(Dataset records)
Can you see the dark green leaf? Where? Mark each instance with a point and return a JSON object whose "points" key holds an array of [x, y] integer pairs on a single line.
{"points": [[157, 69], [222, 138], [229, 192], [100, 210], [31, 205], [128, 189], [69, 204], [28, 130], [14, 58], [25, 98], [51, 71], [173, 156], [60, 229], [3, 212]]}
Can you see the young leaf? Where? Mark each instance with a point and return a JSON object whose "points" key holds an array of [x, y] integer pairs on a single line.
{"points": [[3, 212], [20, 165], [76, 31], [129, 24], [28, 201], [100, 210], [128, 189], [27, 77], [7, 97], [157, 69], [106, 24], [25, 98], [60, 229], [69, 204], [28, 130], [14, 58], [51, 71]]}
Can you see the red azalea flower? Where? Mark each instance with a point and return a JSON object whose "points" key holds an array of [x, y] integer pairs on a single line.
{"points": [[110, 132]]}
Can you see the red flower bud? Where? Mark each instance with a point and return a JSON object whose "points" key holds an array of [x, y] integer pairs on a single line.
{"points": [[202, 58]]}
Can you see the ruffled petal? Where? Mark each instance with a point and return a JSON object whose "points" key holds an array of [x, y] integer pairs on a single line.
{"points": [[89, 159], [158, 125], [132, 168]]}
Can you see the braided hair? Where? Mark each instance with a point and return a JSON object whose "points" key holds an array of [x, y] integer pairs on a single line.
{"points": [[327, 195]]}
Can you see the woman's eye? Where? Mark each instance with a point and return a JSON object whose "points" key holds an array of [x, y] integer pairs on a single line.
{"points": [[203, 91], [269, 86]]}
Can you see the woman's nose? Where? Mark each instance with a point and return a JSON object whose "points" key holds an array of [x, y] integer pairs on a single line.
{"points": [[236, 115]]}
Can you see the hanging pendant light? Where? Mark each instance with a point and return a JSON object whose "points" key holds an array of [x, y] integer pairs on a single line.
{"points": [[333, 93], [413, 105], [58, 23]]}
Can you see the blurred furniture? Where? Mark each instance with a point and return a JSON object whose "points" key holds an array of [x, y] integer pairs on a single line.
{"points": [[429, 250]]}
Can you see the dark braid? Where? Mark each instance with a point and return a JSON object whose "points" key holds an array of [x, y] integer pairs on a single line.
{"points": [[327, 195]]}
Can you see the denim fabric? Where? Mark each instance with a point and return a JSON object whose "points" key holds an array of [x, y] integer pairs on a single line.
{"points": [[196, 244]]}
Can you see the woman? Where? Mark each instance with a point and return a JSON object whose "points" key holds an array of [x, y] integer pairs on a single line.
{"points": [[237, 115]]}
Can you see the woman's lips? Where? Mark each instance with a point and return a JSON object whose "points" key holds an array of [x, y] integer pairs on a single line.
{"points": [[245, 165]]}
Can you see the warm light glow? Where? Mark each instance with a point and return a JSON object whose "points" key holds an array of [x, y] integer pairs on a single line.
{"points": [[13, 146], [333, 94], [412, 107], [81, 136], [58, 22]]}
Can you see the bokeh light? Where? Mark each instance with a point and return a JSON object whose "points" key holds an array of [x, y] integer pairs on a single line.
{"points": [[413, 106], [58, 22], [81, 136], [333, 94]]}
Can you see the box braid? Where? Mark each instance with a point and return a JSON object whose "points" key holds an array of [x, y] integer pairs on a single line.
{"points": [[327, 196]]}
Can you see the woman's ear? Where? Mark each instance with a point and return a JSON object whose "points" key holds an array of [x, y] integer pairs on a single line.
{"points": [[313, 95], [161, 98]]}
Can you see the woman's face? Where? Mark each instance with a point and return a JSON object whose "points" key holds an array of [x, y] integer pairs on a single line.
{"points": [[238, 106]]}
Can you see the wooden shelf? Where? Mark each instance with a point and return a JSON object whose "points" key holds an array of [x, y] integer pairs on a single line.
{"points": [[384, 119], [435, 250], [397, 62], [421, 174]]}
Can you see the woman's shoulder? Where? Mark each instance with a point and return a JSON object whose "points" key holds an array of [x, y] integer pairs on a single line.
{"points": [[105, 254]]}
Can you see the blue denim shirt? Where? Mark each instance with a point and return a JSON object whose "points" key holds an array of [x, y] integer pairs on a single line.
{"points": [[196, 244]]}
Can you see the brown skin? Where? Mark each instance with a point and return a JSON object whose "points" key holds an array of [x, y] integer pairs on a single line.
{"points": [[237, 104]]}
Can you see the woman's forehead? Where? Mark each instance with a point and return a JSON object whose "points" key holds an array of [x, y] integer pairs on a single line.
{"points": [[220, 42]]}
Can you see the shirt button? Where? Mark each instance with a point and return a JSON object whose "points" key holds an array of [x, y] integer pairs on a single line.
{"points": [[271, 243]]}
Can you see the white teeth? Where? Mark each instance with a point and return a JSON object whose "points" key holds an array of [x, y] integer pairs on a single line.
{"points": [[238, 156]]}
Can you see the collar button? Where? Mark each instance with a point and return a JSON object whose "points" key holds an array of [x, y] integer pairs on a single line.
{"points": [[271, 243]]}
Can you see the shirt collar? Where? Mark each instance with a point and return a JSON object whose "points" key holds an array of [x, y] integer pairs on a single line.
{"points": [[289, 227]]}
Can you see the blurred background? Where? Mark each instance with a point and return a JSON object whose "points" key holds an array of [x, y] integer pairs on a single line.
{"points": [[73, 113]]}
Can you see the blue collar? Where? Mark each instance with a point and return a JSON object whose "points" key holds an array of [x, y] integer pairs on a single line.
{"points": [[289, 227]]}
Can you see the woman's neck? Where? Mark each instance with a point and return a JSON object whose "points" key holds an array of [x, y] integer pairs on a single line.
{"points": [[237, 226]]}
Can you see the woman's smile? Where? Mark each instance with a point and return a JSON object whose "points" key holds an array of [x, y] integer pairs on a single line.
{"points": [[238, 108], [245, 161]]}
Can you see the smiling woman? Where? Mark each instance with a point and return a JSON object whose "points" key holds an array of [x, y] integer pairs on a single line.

Exercise: Copy the records from the line with "Can you see the woman's smile?" through the end of the records, requests included, and output only those lines. In each answer, scale every point coordinate by 1.45 and round it to a whole number, with halves rounded up.

Exercise response:
Can you see the woman's smile? Where? Mark each instance with a point and return a JSON object whose "points" key holds an array of [x, y] integer pairs on a single line.
{"points": [[345, 157], [355, 233]]}
Can you see the smiling woman? Where? Mark each instance with a point and return a JSON object whose "points" key holds an array of [x, y] integer pairs on a single line.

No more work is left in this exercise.